**INFORMATION**
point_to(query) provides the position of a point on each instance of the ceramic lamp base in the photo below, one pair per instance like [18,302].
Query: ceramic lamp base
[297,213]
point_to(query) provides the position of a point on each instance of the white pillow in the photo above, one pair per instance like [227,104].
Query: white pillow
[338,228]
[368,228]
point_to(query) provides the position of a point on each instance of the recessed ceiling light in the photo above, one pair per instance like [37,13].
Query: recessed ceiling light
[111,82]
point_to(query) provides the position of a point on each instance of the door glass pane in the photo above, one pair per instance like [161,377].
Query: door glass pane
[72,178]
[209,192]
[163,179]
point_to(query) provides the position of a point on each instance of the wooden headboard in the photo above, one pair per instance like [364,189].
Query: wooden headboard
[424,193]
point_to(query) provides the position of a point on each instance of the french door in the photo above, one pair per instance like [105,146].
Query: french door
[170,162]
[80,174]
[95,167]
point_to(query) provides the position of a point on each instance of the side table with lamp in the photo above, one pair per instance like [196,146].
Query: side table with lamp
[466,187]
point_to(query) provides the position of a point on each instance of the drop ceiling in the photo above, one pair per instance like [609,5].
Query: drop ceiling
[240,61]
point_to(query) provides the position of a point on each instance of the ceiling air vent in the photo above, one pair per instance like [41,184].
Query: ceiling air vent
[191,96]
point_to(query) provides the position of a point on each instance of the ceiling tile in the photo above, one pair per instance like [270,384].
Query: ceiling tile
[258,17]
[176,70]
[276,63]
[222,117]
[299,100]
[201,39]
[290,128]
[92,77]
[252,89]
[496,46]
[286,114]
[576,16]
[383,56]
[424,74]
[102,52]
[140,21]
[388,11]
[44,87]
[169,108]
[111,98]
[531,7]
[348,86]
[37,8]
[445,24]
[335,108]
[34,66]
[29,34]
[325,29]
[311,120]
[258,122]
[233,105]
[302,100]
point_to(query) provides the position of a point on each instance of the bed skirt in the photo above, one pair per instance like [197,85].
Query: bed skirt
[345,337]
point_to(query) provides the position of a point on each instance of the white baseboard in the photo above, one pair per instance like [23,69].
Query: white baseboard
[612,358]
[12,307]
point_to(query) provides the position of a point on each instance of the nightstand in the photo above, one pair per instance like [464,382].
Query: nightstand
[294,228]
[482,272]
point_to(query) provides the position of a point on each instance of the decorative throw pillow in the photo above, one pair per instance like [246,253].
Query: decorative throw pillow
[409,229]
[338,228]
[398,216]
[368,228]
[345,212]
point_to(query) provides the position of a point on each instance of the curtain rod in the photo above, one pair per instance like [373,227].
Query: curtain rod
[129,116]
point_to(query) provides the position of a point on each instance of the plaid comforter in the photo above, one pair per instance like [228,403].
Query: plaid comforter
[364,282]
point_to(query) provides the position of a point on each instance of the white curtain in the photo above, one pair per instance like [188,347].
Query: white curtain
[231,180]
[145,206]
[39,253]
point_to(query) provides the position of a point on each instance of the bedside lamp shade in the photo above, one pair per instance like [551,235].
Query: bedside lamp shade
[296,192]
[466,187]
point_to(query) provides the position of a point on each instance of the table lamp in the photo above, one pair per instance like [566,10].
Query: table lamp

**THE PROBLEM**
Please transcribe the listing in its entirety, exactly.

**SOLUTION FOR THIS EXERCISE**
point_to(query) provides the position of a point on each instance of the ceramic lamp base in the photo below, one pair per instance like [18,302].
Query: ceramic lamp base
[297,213]
point_to(query) provides the position of a point on each instance of the white pillow in the photo above, one pair per instance like [227,104].
Query: white pillow
[338,228]
[368,228]
point_to(query) provides the position of a point on each instance of the recessed ceiling light in the photo above, one pair per instance like [37,13].
Query: recessed ceiling light
[111,82]
point_to(query) provides the position of a point on each instance of the door glass pane in the photo above, one pair per instance like [161,377].
Query: door glass pane
[72,178]
[209,192]
[163,179]
point_to(query) provides the position of a point on each instance of the wooden headboard in the photo above, one pair per instance like [364,189].
Query: wooden headboard
[424,193]
point_to(query) provides the position of a point on each instance of the french door in the photo above, one pair per instance like [105,146].
Query: french door
[170,162]
[80,174]
[95,167]
point_to(query) provides the position of a point on each instance of the side table with lamp in the photo above, one pair per instance like [196,146].
Query: side table with lamp
[466,187]
point_to(query) provides the position of a point on each instance of the drop ceiling in the photo above, one pair per instance like [609,5].
Query: drop ceiling
[240,61]
point_to(query) provides the position of a point on each instance of the ceiling air vent in the photo above, one pair per instance like [41,184].
Query: ceiling air vent
[191,96]
point_to(query) provides the position of a point on each instance of the ceiling tile in the photo above, one pair per instance like [270,384].
Query: ceiling tile
[258,17]
[176,70]
[276,63]
[222,117]
[299,100]
[201,39]
[290,128]
[92,77]
[252,89]
[496,46]
[286,114]
[576,16]
[383,56]
[424,74]
[102,52]
[140,21]
[388,11]
[44,87]
[169,108]
[111,98]
[531,7]
[348,86]
[37,8]
[445,24]
[335,108]
[34,66]
[29,34]
[325,29]
[311,120]
[258,122]
[233,105]
[302,100]
point_to(query) provides the position of a point on each instance of the bed skirt in the photo above, one pair per instance like [197,85].
Query: bed skirt
[345,337]
point_to(query) provides the position of a point on each instance of the white baseboard in the photo above, one pair per instance like [23,69].
Query: white baseboard
[612,358]
[12,307]
point_to(query) provides the position of a point on each instance of the nightstand in the photo above, one pair per instance like [464,382].
Query: nightstand
[294,228]
[482,272]
point_to(query) provides the position of a point on each instance of the decorative throw pillow in the photo above, one pair per instance like [246,253].
Query: decorative throw pillow
[409,229]
[338,228]
[398,216]
[368,228]
[345,212]
point_to(query) provides the position of a point on each instance of the curtain rod in the photo above, one pair per instance like [373,227].
Query: curtain rod
[129,116]
point_to(query) provides the position of a point on each instance of the plaid comforter in the photo above, one pair per instance like [228,403].
Query: plaid comforter
[364,282]
point_to(query) provides the position of a point on each instance of the white curtain in the photo above, one pair per instance like [188,347].
Query: white curtain
[231,180]
[145,206]
[39,253]
point_to(query) provides the position of a point on each instance of the bedside lamp shade in the photo above, one pair per instance like [551,235].
Query: bedside lamp shade
[296,192]
[466,187]
point_to(query) provides the position of a point on each instance of the table lamp in the photo above, one pair per instance like [566,10].
Query: table lamp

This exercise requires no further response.